■ **TASK TO COMPLETE**
Every record below should be retyped exactly, and no picture should appear in the copy.

== DATA FOR THIS TASK ==

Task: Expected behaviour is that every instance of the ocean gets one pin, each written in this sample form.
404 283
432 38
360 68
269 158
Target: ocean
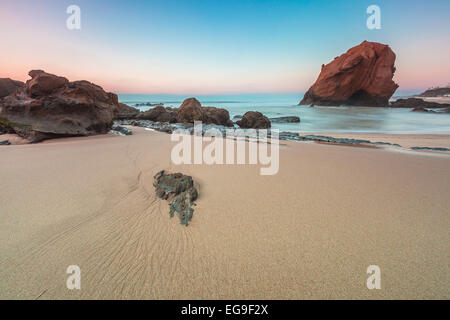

===

■ **SOLUTION TO THIS TASK**
Task: Expected behaviour is that every instance of the ocean gets one pin, each written in this sample form.
404 283
432 38
360 68
269 158
Target: ocean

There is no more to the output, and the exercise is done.